DATA -

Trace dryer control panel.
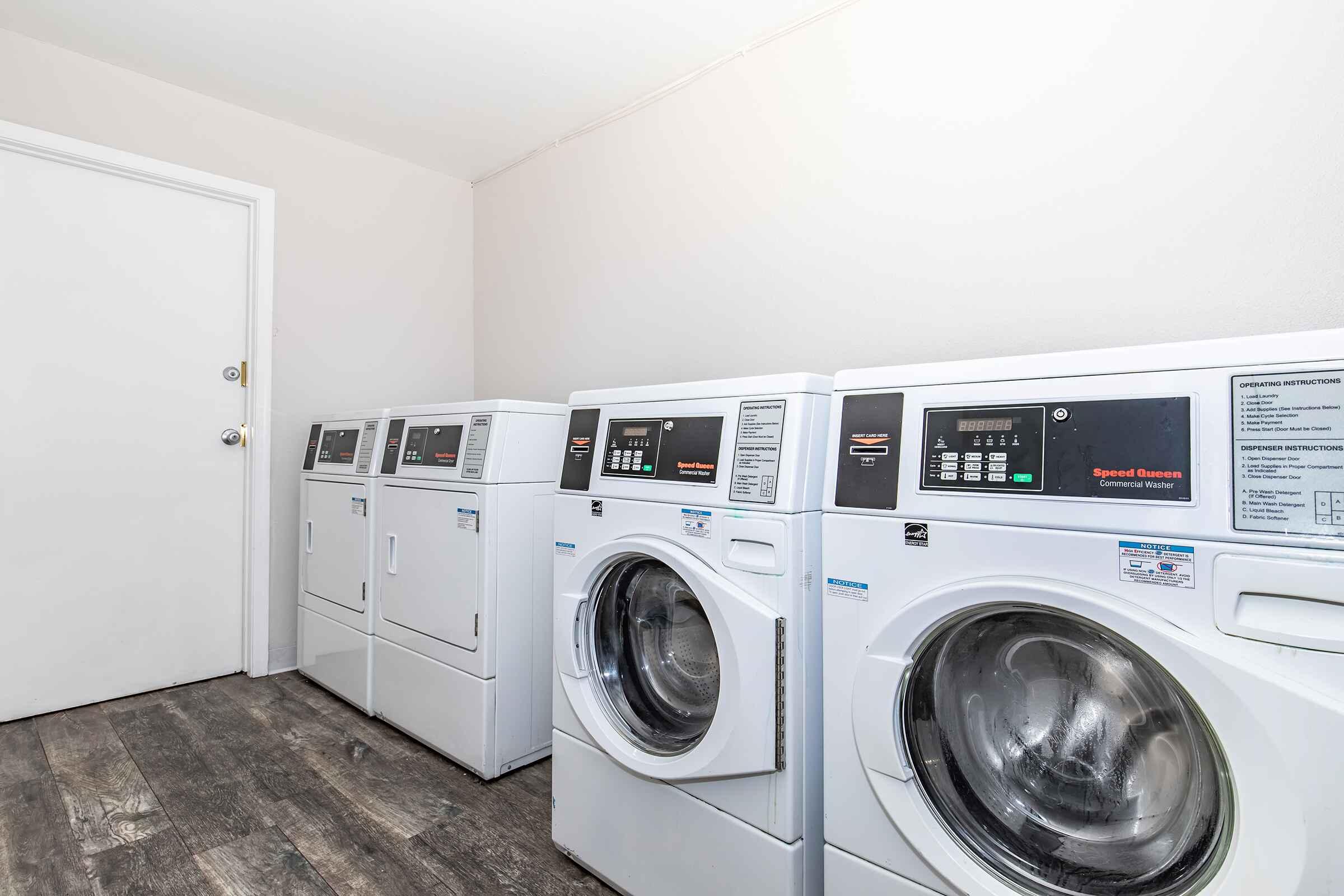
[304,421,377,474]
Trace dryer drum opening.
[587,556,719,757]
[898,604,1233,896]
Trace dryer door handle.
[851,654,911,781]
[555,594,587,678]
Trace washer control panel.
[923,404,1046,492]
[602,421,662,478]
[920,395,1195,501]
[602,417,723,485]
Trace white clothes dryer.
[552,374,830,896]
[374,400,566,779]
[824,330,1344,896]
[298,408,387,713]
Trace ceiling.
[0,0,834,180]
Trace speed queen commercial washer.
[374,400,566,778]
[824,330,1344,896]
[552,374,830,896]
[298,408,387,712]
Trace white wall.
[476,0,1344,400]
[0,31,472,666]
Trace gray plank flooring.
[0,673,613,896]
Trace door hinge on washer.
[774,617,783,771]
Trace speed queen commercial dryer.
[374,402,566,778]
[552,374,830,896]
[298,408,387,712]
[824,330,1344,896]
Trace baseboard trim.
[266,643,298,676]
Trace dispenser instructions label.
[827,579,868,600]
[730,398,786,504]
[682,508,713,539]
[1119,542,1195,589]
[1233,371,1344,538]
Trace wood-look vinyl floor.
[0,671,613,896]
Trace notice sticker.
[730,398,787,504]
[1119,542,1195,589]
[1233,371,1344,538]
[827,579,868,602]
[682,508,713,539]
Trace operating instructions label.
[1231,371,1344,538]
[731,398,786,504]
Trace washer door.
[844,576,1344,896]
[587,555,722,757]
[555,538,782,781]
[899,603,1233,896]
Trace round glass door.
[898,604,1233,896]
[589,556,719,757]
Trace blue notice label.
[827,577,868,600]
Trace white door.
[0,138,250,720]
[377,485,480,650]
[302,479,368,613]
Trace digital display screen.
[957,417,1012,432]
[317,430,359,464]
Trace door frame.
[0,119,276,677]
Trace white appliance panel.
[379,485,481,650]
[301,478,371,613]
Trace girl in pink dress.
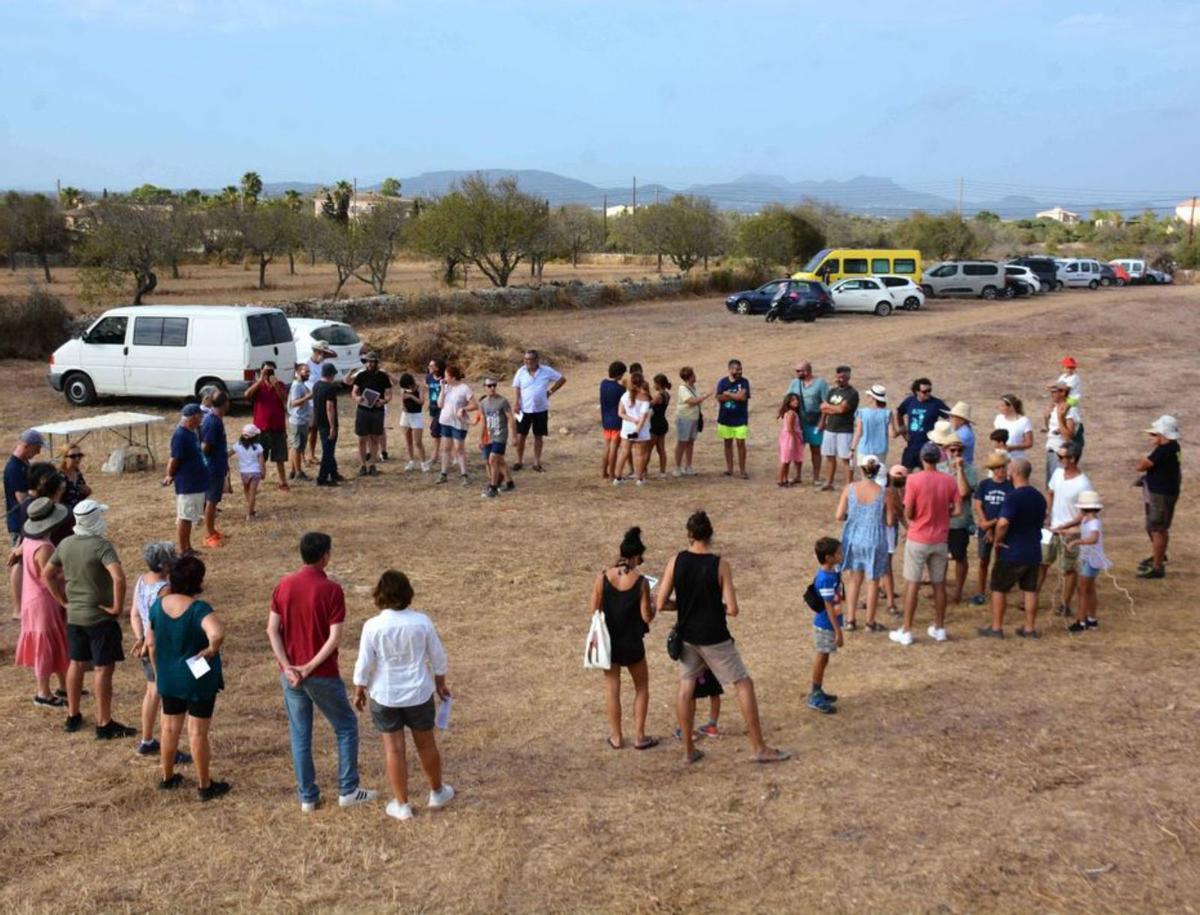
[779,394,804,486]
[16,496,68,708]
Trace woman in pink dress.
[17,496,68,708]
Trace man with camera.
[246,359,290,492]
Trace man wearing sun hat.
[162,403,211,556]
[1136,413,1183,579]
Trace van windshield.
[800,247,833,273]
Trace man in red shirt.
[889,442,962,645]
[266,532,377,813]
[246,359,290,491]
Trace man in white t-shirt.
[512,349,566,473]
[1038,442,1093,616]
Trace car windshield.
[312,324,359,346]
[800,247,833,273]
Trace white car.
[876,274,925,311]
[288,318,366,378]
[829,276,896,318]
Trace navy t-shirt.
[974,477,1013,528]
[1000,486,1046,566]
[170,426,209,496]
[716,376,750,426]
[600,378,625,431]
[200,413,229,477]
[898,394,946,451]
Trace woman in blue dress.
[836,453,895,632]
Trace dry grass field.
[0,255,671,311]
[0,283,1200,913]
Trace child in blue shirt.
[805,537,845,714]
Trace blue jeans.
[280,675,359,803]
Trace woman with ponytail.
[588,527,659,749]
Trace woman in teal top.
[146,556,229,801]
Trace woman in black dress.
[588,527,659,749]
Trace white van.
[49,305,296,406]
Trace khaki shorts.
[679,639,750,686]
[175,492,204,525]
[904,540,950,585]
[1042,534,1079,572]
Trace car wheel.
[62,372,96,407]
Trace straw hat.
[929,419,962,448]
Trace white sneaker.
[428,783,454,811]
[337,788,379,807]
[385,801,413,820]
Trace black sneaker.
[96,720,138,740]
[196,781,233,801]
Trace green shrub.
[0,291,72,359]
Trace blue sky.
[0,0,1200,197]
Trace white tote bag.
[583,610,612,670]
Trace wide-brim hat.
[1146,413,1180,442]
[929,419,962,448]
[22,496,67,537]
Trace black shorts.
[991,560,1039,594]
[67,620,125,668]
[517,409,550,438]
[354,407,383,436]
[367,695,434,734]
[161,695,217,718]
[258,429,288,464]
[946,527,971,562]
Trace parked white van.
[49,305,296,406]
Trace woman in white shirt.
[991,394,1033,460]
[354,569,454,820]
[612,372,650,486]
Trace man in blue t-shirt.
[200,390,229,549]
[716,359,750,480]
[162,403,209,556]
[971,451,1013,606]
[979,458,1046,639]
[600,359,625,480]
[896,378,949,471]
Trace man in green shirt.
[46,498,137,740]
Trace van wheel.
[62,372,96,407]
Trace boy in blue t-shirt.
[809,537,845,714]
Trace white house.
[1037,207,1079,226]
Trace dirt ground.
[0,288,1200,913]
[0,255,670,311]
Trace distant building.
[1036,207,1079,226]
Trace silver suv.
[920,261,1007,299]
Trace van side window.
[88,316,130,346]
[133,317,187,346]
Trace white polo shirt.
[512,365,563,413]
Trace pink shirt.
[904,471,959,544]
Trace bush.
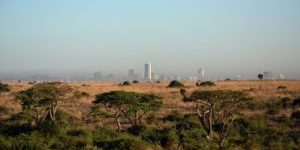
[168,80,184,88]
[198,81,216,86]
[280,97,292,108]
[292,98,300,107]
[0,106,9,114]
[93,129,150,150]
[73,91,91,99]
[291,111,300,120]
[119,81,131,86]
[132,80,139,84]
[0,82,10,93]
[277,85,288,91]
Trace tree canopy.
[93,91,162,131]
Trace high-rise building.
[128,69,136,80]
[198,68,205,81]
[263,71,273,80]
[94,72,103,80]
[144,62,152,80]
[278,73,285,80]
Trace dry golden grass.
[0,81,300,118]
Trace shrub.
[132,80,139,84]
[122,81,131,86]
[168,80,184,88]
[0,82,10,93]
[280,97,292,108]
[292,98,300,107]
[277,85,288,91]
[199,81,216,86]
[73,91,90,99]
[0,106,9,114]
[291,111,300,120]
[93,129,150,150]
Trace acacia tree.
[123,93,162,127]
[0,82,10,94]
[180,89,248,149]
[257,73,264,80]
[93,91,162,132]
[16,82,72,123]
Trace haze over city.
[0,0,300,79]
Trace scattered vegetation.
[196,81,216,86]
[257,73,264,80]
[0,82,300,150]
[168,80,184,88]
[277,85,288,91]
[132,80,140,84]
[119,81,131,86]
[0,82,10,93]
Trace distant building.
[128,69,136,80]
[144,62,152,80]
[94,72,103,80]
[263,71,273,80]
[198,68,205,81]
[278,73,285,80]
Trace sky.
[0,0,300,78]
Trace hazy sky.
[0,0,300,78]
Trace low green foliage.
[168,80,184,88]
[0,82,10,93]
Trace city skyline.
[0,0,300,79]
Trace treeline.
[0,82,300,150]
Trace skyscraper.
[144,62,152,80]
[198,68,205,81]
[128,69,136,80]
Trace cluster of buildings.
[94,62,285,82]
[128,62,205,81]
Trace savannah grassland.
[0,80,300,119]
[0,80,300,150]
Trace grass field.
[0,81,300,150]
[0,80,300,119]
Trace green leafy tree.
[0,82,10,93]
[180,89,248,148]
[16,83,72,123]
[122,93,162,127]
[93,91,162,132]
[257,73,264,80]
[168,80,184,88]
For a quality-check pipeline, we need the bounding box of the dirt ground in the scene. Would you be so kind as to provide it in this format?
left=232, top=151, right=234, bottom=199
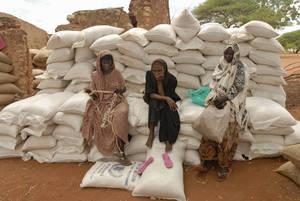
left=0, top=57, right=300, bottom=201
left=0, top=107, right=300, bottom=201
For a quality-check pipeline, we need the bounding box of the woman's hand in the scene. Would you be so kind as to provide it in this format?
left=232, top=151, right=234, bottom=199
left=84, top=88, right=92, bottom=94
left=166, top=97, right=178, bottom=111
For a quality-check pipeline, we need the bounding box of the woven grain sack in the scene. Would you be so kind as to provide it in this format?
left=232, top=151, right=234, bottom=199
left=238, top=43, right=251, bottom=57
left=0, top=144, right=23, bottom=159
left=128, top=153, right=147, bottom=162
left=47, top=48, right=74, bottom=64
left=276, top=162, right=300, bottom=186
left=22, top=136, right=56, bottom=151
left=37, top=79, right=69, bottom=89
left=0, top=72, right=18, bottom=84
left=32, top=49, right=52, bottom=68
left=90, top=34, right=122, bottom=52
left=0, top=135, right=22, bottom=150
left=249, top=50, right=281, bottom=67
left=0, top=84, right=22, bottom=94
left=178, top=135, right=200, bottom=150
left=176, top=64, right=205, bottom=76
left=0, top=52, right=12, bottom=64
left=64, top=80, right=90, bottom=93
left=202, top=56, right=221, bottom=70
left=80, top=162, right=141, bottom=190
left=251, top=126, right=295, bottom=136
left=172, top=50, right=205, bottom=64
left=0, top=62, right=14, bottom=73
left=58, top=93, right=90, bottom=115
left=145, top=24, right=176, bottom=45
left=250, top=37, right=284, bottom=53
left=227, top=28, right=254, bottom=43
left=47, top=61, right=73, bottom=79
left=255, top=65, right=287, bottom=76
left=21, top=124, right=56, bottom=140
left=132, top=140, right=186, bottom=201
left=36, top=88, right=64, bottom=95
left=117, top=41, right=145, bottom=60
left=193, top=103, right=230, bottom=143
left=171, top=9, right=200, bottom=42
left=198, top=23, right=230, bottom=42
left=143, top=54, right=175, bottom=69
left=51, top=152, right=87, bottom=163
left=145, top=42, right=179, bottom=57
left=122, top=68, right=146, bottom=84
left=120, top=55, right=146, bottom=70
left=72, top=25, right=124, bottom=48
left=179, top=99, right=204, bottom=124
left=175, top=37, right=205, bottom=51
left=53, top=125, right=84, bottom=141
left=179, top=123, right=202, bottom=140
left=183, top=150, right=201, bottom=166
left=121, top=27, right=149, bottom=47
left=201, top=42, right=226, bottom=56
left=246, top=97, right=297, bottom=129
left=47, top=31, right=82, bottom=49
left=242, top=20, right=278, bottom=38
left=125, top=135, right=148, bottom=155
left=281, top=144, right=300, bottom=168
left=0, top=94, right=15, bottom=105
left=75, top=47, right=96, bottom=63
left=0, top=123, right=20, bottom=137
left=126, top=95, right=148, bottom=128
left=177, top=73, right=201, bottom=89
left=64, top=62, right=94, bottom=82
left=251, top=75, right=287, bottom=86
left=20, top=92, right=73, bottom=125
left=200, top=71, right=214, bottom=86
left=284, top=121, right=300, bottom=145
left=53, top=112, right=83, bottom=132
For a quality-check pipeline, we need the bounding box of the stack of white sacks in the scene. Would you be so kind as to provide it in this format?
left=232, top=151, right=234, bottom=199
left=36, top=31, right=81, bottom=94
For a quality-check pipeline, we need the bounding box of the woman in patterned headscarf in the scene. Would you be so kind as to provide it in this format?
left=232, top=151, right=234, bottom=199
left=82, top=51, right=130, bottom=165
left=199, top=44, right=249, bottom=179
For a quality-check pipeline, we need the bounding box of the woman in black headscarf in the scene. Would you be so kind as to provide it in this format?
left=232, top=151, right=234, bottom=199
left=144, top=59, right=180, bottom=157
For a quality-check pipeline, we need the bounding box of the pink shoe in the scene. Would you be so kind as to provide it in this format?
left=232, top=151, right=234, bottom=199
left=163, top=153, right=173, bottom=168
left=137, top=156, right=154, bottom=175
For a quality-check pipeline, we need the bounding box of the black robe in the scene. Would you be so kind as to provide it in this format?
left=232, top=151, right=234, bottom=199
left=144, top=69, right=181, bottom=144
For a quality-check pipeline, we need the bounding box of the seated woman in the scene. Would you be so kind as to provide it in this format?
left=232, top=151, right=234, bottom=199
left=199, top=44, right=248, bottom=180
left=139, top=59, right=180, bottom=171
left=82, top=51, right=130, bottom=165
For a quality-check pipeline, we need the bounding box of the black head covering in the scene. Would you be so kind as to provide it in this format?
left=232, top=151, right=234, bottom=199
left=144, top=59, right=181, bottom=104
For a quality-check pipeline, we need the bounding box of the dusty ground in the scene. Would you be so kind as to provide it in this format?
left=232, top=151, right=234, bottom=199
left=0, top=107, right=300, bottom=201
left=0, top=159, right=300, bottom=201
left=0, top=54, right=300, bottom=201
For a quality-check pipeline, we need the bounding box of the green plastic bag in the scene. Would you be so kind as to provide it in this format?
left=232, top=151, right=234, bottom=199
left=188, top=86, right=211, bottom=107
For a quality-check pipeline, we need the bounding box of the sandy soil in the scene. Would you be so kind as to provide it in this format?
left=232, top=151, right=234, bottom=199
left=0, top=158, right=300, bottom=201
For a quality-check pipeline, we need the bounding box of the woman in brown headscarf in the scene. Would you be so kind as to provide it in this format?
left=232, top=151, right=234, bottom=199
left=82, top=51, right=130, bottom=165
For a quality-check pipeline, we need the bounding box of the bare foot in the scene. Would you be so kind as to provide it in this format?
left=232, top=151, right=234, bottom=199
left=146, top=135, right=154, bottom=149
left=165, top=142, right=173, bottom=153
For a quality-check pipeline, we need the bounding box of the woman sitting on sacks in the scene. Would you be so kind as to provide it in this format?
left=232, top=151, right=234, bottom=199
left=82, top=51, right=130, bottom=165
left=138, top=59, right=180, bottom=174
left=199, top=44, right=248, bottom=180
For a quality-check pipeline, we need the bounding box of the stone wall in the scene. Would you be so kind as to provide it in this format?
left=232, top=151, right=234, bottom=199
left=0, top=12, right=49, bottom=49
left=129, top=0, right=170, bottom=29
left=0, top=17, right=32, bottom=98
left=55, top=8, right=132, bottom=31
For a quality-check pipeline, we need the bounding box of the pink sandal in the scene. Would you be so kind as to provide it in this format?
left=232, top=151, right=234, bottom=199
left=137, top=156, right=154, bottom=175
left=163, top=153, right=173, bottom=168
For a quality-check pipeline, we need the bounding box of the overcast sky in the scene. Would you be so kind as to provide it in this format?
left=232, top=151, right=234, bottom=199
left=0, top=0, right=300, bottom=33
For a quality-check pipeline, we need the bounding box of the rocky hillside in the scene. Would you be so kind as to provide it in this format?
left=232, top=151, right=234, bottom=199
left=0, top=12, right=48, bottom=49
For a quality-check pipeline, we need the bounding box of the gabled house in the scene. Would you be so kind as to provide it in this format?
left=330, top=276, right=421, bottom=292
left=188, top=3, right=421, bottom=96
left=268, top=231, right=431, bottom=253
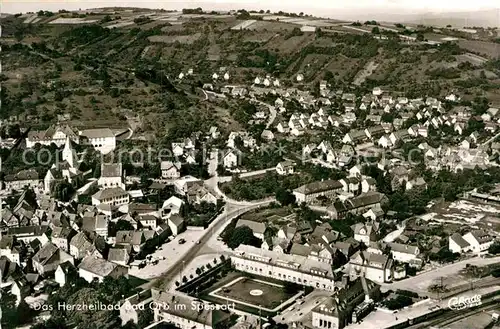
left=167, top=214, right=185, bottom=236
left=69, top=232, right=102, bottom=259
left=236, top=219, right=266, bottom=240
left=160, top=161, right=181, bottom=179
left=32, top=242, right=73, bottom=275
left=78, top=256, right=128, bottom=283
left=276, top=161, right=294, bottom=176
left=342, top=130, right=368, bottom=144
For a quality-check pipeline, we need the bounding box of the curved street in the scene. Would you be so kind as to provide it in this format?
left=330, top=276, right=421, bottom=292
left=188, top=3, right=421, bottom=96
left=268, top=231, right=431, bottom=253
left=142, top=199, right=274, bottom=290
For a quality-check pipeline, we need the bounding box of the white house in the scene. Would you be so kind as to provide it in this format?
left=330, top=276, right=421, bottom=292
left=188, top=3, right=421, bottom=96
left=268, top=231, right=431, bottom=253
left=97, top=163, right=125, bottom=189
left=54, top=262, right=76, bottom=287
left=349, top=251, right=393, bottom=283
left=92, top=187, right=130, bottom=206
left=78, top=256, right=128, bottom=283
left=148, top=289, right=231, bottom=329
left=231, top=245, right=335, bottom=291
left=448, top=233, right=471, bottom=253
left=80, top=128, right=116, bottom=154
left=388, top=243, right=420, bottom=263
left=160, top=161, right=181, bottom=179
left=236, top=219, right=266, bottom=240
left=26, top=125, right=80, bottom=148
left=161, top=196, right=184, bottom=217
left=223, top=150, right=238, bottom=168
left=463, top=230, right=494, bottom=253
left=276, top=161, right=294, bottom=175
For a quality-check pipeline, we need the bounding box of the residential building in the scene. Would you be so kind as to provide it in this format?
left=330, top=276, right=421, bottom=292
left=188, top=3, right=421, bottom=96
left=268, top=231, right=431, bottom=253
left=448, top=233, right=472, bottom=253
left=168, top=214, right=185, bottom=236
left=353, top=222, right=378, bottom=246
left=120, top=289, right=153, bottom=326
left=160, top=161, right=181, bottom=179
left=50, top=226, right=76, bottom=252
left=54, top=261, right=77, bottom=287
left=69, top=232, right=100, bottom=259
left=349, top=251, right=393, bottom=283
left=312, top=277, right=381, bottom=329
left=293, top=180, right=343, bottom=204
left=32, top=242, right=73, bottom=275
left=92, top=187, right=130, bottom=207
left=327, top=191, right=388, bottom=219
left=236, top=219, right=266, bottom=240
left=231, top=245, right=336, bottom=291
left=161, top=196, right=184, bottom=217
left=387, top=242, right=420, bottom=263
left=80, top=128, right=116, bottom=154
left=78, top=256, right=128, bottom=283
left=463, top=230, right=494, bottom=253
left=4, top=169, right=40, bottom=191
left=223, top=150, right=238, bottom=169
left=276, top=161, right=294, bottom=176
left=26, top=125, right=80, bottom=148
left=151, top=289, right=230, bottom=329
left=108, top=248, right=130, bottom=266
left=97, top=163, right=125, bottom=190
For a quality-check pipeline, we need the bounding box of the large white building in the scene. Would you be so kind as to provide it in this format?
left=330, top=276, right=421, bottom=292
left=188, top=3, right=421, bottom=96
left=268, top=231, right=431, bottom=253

TASK DIRECTIONS - Turn the lines from the one containing "Trace white door." down to the one containing "[301,478,371,613]", both included, into a Markdown table with the columns Row and Line, numbering each row and leaving out any blank lines. Include no other lines.

ANSWER IN FULL -
| Row | Line |
|---|---|
| 1 | Trace white door. |
| 2 | [0,138,250,720] |
| 3 | [377,485,480,650] |
| 4 | [302,479,368,613] |
| 5 | Trace digital display screen. |
| 6 | [957,417,1012,432] |
| 7 | [317,430,359,464] |
| 8 | Trace door frame. |
| 9 | [0,119,276,677] |
| 10 | Trace white appliance panel. |
| 11 | [379,485,481,650] |
| 12 | [301,478,371,613] |